:: Problem statement ::
Skip the images and return the records below exactly.

=== The data ===

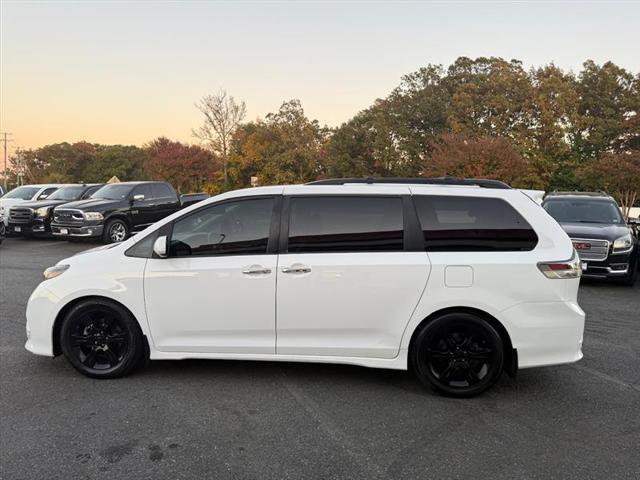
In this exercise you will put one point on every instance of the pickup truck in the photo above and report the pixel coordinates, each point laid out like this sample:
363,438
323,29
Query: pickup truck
34,218
117,210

===

:: Task result ::
In this exercise you will put one point on every instance of the pickup truck in the photo above and report the pixel coordinates, each point laid out like this sample:
363,438
323,29
Query: pickup truck
34,218
117,210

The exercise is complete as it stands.